GIVEN EXERCISE 1
In the piece on local sourcing and wood products, list every stage in the production and delivery of U.S. hardwood lumber exported to Europe that the initial LCI data is described as weighing.
GIVEN EXERCISE 2
Answer these questions on the piece on local sourcing and wood products:
(a) On what two things does the writer say the assumption that local produce is greener depends?
(b) What does the LCI data identify as the biggest factor in impacts such as Global Warming Potential?
(c) An overland journey of what distance requires about as much energy as shipping American hardwoods 6000km across the Atlantic?
GIVEN EXERCISE 3
Carry on the piece on local sourcing and wood products from its last sentence, in the same voice.

PAGE EXCERPT
--------

Why buy apples from New Zealand when we grow our own in the UK?

Sourcing things locally is a default setting to guarantee a low environmental impact, especially in this instance when you apply it to food. The problem is that we are now applying this over simplified approach to an increasingly wider range of products and industries. The result is a widespread generalisation that locally sourced produce is automatically “greener” because of the small distance it has been transported. 

I think this is a dangerous assumption and is hugely dependent on how you define “local” and what type of transport is used to move that produce from A to B.  

Wood products are a case in point.  Raw material and finished product are moved all around the world by sea freight and as the AHEC LCA studies confirms, the environmental impact of this is far lower than other forms of transport such as rail and road. 

The initial Life Cycle Inventory (LCI) data on U.S. hardwood lumber exported to Europe, confirms that forest extraction and the sawmilling process make up a small part of the overall impact and that it is the kiln drying of the lumber, not the transport, that is the biggest factor in determining impacts such as Global Warming Potential (GWP) in the production of timber-based products. In fact, transporting American hardwoods by ship 6000km across the Atlantic Ocean requires little more energy than an overland journey of just 500km.

--------

GIVEN RECORDS
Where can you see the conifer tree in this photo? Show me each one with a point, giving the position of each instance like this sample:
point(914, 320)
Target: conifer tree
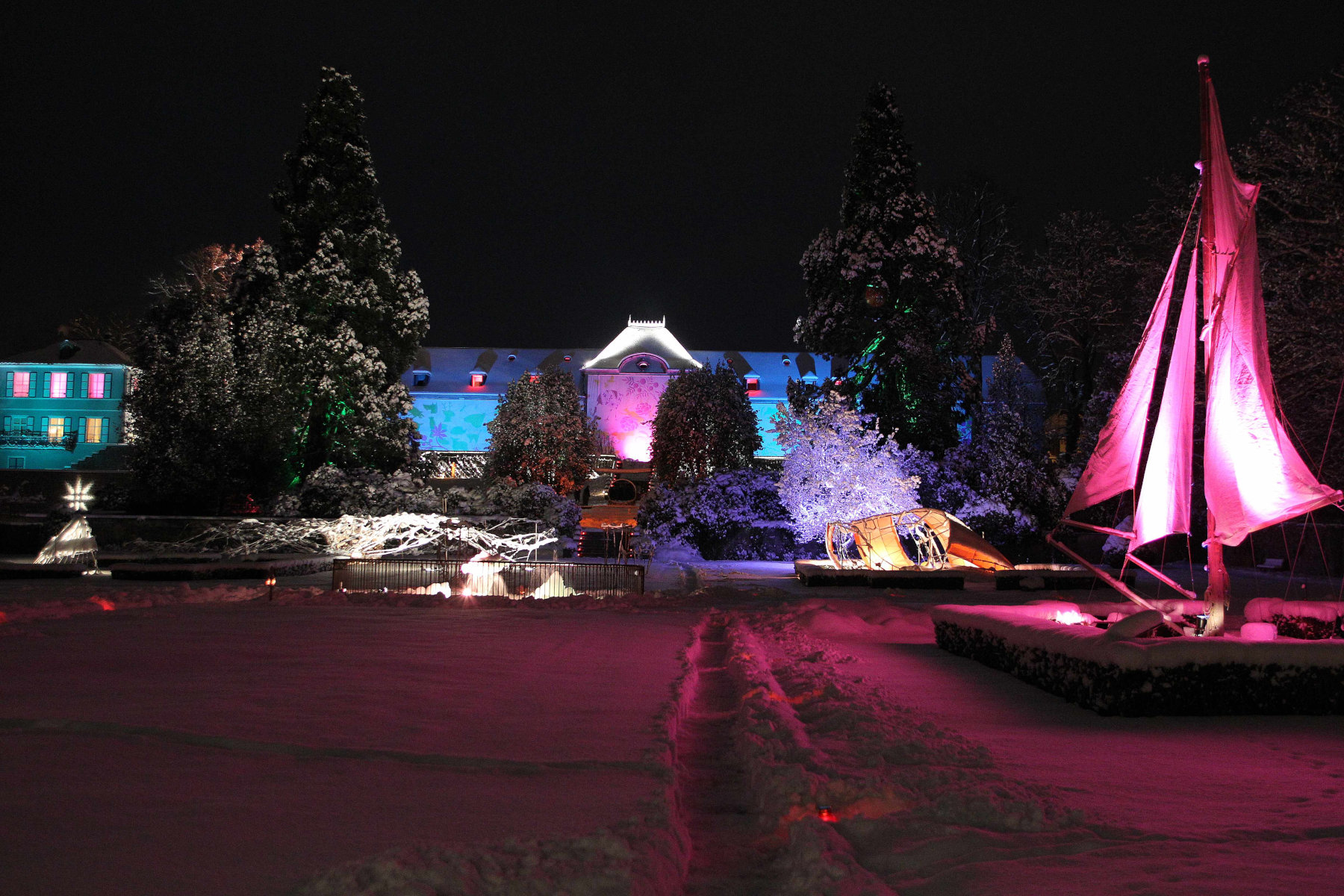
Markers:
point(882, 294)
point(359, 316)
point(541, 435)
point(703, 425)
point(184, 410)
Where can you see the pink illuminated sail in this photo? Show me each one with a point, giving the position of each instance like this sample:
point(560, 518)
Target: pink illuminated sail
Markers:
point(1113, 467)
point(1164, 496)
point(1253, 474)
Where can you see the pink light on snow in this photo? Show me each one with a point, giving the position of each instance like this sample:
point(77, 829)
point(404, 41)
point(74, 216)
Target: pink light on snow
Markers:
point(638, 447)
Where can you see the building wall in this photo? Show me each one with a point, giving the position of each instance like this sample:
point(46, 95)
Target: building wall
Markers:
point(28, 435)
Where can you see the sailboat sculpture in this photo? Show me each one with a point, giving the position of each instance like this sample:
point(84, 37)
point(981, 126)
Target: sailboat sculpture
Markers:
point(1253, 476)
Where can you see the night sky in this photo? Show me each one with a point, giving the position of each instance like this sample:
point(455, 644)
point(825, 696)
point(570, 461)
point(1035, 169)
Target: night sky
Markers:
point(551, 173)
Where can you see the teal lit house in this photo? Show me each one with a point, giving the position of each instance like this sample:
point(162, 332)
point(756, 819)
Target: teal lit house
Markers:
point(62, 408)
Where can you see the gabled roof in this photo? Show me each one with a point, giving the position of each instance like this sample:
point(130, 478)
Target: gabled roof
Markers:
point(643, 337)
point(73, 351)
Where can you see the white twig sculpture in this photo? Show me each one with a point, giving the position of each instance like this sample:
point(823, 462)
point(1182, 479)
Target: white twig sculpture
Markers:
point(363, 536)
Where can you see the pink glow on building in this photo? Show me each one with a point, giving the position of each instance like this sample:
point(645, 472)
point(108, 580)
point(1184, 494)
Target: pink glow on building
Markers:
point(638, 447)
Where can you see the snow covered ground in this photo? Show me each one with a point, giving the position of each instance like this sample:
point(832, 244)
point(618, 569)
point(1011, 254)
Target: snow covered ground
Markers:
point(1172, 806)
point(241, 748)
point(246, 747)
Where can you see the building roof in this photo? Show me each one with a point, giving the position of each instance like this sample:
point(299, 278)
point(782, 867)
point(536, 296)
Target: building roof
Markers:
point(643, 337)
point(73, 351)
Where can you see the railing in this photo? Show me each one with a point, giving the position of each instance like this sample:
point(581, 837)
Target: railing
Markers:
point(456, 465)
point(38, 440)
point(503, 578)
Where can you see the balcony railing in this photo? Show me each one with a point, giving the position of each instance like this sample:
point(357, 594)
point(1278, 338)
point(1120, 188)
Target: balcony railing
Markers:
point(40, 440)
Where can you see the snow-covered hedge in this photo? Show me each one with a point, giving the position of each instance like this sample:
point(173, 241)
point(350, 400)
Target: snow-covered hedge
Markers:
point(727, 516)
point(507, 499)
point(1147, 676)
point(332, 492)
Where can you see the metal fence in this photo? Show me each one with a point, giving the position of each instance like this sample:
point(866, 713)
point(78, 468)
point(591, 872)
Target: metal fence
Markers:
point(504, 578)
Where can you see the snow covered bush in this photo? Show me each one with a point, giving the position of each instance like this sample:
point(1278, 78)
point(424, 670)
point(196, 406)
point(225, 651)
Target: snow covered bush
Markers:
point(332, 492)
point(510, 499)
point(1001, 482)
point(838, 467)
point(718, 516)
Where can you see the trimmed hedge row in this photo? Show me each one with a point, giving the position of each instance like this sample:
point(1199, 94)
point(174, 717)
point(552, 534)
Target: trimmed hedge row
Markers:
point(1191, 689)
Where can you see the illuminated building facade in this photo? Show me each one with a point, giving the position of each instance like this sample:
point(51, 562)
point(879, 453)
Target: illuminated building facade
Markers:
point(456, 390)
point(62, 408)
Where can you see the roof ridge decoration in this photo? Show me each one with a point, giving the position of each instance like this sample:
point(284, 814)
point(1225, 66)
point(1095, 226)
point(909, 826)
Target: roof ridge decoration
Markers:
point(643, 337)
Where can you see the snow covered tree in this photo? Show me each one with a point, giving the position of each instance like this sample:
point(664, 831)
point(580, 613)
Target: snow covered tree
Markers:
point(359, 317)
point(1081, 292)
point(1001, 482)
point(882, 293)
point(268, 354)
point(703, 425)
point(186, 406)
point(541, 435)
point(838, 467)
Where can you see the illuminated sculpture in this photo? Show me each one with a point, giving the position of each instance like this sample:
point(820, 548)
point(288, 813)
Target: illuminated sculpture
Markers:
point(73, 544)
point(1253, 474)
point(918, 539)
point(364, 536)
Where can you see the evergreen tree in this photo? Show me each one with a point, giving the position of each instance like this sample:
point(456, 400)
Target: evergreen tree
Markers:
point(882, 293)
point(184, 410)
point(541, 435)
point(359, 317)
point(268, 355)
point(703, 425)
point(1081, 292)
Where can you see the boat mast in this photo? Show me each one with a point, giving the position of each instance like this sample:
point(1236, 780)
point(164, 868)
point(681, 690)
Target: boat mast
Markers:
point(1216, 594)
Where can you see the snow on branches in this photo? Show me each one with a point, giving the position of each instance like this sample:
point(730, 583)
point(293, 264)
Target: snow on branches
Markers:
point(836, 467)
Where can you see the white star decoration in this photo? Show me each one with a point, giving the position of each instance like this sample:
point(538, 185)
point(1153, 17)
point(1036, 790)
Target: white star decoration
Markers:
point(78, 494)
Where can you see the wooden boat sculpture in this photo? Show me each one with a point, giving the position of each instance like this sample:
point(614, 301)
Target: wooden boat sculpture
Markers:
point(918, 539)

--------

EXPECTED OUTPUT 1
- Forest extraction
- The sawmilling process
- Kiln drying of the lumber
- Transport

EXPECTED OUTPUT 2
(a) How "local" is defined and what type of transport is used to move the produce from A to B.
(b) The kiln drying of the lumber.
(c) 500km.

EXPECTED OUTPUT 3
Importing white oak lumber from the East Coast of the USA to the UK may have a lower transport footprint than bringing a truckload of European oak all the way by road from Croatia. So avoid the trap of assuming that buying ‘local’, European hardwood is always better for the environment than importing hardwood species from the USA. 

Demonstrating the full environmental impacts of wood products through LCA will, we believe, be the best way for wood to compete with other materials, but it will also help markets make more informed choices when it comes to choosing which wood product will provide the best environmental solution.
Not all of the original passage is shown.